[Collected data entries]
┏━━
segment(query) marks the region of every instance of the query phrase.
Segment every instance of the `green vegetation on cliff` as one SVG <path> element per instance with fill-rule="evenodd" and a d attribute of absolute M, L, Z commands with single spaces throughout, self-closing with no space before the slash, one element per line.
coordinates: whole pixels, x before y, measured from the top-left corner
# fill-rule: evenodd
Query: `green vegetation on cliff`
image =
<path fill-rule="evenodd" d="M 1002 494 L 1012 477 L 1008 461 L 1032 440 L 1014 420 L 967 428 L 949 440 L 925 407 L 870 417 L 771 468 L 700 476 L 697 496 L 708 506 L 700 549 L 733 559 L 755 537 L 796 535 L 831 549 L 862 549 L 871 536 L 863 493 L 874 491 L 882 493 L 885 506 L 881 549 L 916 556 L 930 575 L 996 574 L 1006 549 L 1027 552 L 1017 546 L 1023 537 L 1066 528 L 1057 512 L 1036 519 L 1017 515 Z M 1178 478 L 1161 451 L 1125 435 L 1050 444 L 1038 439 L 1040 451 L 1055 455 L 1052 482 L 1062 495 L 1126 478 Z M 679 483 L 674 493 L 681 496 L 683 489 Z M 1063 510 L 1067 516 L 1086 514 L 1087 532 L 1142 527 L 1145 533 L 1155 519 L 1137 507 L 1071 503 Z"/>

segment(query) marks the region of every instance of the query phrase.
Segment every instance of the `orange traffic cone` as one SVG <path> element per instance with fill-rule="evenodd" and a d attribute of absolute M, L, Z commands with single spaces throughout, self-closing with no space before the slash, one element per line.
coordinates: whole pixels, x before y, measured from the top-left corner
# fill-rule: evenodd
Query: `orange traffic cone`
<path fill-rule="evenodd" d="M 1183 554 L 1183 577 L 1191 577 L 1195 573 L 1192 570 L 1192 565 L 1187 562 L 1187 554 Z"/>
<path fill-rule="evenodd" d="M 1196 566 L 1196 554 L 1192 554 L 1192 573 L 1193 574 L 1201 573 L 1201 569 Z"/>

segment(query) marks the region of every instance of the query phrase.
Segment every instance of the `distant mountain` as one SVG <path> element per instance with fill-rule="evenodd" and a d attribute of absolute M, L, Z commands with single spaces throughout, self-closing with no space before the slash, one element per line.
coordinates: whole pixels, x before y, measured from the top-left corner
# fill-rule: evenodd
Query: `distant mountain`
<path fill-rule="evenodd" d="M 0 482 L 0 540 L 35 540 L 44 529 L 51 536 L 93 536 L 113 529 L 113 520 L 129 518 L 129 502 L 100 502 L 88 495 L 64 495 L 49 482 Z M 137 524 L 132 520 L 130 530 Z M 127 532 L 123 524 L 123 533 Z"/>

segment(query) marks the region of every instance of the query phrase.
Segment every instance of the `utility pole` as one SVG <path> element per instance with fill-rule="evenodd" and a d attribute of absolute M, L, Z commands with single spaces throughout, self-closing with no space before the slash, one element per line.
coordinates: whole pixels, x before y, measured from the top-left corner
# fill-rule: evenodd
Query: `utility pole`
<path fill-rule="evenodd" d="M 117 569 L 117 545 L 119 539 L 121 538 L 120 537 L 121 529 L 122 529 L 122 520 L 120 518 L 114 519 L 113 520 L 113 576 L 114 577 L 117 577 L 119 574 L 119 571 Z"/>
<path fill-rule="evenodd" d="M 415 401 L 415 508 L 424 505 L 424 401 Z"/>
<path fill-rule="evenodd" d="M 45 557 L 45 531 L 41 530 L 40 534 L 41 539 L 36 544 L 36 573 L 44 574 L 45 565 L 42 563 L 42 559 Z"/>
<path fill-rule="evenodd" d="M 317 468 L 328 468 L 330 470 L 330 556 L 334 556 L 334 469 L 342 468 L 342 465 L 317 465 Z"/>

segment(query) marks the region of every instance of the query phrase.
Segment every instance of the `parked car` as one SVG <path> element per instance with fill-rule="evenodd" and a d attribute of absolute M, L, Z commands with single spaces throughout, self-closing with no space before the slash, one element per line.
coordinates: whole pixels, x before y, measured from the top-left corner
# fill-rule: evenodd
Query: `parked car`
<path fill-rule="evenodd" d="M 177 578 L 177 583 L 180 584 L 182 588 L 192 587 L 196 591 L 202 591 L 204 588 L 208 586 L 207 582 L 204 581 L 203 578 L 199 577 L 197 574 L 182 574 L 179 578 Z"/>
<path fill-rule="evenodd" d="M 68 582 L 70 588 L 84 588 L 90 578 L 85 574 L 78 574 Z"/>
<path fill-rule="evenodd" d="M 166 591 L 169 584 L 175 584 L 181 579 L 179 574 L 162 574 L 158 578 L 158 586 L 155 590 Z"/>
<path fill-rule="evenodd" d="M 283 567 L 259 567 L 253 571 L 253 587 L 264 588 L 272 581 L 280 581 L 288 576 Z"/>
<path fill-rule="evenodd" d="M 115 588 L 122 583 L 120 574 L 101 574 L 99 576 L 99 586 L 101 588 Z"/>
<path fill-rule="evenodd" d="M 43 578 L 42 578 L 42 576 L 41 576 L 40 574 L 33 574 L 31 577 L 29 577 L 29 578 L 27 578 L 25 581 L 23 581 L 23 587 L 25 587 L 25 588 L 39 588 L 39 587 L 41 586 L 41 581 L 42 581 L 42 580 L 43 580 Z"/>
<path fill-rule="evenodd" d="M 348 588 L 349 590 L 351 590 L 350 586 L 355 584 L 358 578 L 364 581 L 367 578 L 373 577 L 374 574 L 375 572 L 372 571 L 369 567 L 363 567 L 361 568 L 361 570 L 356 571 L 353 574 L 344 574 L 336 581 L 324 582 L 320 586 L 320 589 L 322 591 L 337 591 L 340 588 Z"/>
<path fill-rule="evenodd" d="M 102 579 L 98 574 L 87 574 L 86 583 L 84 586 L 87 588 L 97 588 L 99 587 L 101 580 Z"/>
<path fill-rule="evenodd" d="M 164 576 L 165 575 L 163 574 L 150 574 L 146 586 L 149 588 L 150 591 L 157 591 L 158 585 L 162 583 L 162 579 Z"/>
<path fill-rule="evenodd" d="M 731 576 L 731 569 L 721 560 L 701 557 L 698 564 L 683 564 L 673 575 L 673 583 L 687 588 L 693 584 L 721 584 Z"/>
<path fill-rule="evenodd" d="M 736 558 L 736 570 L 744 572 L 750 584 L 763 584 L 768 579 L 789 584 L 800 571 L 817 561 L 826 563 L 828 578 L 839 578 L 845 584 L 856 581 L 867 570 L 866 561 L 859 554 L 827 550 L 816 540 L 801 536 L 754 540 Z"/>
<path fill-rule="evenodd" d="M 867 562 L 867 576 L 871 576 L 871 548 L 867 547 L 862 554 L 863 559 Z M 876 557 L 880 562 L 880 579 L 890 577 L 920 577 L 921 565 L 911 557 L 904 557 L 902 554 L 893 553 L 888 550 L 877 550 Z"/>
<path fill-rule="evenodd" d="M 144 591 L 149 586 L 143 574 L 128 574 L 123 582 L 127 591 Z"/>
┗━━
• Task requirements:
The data above should be returned in full, exactly as written.

• Solution for this task:
segment(query) marks the region of every instance of the query phrase.
Segment every instance of the `green vegetation on cliff` as one SVG <path> element per instance with fill-rule="evenodd" and a d attribute of absolute M, L, Z commands with single spaces throughout, self-closing with no space before the slash, one element per line.
coordinates: whole pixels, x before y, measured from the top-left corner
# fill-rule: evenodd
Query: `green vegetation on cliff`
image =
<path fill-rule="evenodd" d="M 1002 494 L 1012 477 L 1008 461 L 1032 440 L 1014 420 L 967 428 L 949 440 L 925 407 L 870 417 L 771 468 L 700 476 L 697 496 L 708 506 L 700 549 L 733 559 L 755 537 L 796 535 L 831 549 L 862 549 L 871 536 L 863 493 L 874 491 L 882 493 L 885 506 L 881 549 L 916 556 L 930 575 L 996 574 L 1006 549 L 1027 552 L 1017 546 L 1023 537 L 1066 528 L 1057 512 L 1036 519 L 1017 515 Z M 1178 478 L 1161 451 L 1125 435 L 1050 444 L 1038 439 L 1040 451 L 1055 455 L 1052 482 L 1062 495 L 1126 478 Z M 679 483 L 674 493 L 681 496 L 683 489 Z M 1063 510 L 1067 516 L 1086 514 L 1087 532 L 1142 527 L 1145 533 L 1155 519 L 1137 507 L 1071 503 Z"/>

segment(query) marks the region of every instance of the query phrase.
Segment every instance of the `orange traffic cone` as one SVG <path> element per instance with fill-rule="evenodd" and a d attribute of absolute M, L, Z commands with single spaces throughout, self-closing with no space before the slash, one element per line.
coordinates: whole pixels, x before y, measured from the top-left corner
# fill-rule: evenodd
Query: `orange traffic cone`
<path fill-rule="evenodd" d="M 1183 554 L 1183 577 L 1191 577 L 1195 573 L 1192 570 L 1192 565 L 1187 562 L 1187 554 Z"/>
<path fill-rule="evenodd" d="M 1196 566 L 1196 554 L 1192 554 L 1192 573 L 1193 574 L 1201 573 L 1201 569 Z"/>

segment(query) marks the region of every instance of the query phrase.
Segment every instance of the `distant mountain` as one SVG <path> element per instance with fill-rule="evenodd" and a d attribute of absolute M, L, Z commands with single spaces throughout, self-closing with no space before the slash, one element per line.
coordinates: whole pixels, x before y, measured from the top-left corner
# fill-rule: evenodd
Query: `distant mountain`
<path fill-rule="evenodd" d="M 0 482 L 0 540 L 35 540 L 44 529 L 51 536 L 93 536 L 113 529 L 113 520 L 129 518 L 129 502 L 100 502 L 88 495 L 64 495 L 49 482 Z M 137 524 L 132 520 L 130 530 Z M 127 532 L 123 524 L 123 533 Z"/>

segment(query) marks the region of every instance of the query phrase.
Segment every instance of the `utility pole` as one SVG <path> element per instance with fill-rule="evenodd" and a d attribute of absolute M, L, Z commands with single spaces throughout, self-closing with no space before the slash, one element per line.
coordinates: whole pixels, x before y, measured from the top-left corner
# fill-rule: evenodd
Query: `utility pole`
<path fill-rule="evenodd" d="M 117 569 L 117 545 L 119 539 L 121 538 L 120 537 L 121 529 L 122 529 L 122 520 L 120 518 L 114 519 L 113 520 L 113 576 L 114 577 L 117 577 L 119 574 L 119 571 Z"/>
<path fill-rule="evenodd" d="M 415 401 L 415 508 L 424 505 L 424 401 Z"/>
<path fill-rule="evenodd" d="M 45 557 L 45 531 L 41 530 L 40 534 L 41 539 L 36 544 L 36 573 L 44 574 L 45 565 L 42 563 L 42 559 Z"/>
<path fill-rule="evenodd" d="M 317 468 L 328 468 L 330 470 L 330 556 L 334 556 L 334 469 L 342 468 L 342 465 L 317 465 Z"/>

segment(query) marks the region of every instance of the query phrase.
Segment every instance of the `parked car` as one SVG <path> element per instance with fill-rule="evenodd" and a d attribute of absolute M, L, Z commands with single spaces throughout, self-closing with no space before the slash, one element per line.
coordinates: whole pixels, x before y, measured from the top-left corner
# fill-rule: evenodd
Query: `parked car`
<path fill-rule="evenodd" d="M 177 578 L 177 583 L 180 584 L 182 588 L 192 587 L 196 591 L 202 591 L 204 588 L 208 586 L 207 582 L 204 581 L 203 578 L 199 577 L 197 574 L 182 574 L 179 578 Z"/>
<path fill-rule="evenodd" d="M 68 582 L 70 588 L 84 588 L 90 578 L 85 574 L 78 574 Z"/>
<path fill-rule="evenodd" d="M 166 591 L 169 584 L 175 584 L 181 579 L 179 574 L 162 574 L 158 578 L 158 586 L 155 590 Z"/>
<path fill-rule="evenodd" d="M 283 567 L 259 567 L 253 571 L 253 587 L 264 588 L 272 581 L 280 581 L 288 576 Z"/>
<path fill-rule="evenodd" d="M 115 588 L 122 583 L 120 574 L 101 574 L 99 576 L 99 586 L 101 588 Z"/>
<path fill-rule="evenodd" d="M 43 578 L 42 578 L 42 576 L 41 576 L 40 574 L 33 574 L 31 577 L 29 577 L 29 578 L 27 578 L 25 581 L 23 581 L 23 587 L 25 587 L 25 588 L 39 588 L 39 587 L 41 586 L 41 581 L 42 581 L 42 580 L 43 580 Z"/>
<path fill-rule="evenodd" d="M 348 588 L 349 590 L 351 590 L 350 586 L 355 584 L 358 578 L 364 581 L 367 578 L 373 577 L 374 574 L 375 572 L 372 571 L 369 567 L 363 567 L 361 568 L 361 570 L 356 571 L 353 574 L 344 574 L 336 581 L 324 582 L 320 586 L 320 589 L 322 591 L 337 591 L 340 588 Z"/>
<path fill-rule="evenodd" d="M 102 579 L 98 574 L 87 574 L 86 583 L 84 586 L 87 588 L 97 588 L 99 587 L 101 580 Z"/>
<path fill-rule="evenodd" d="M 164 576 L 165 575 L 163 574 L 150 574 L 146 586 L 149 588 L 150 591 L 157 591 L 158 585 L 162 583 L 162 579 Z"/>
<path fill-rule="evenodd" d="M 731 576 L 731 569 L 721 560 L 701 557 L 698 564 L 683 564 L 673 575 L 673 583 L 687 588 L 693 584 L 721 584 Z"/>
<path fill-rule="evenodd" d="M 736 558 L 736 570 L 744 572 L 750 584 L 763 584 L 768 579 L 789 584 L 800 571 L 817 561 L 826 563 L 828 578 L 839 578 L 845 584 L 856 581 L 867 570 L 866 561 L 859 554 L 827 550 L 816 540 L 801 536 L 754 540 Z"/>
<path fill-rule="evenodd" d="M 867 562 L 867 576 L 871 576 L 871 548 L 867 547 L 862 554 L 863 559 Z M 876 557 L 880 562 L 880 579 L 890 577 L 920 577 L 921 565 L 911 557 L 904 557 L 902 554 L 893 553 L 888 550 L 877 550 Z"/>
<path fill-rule="evenodd" d="M 144 591 L 149 586 L 143 574 L 128 574 L 123 582 L 127 591 Z"/>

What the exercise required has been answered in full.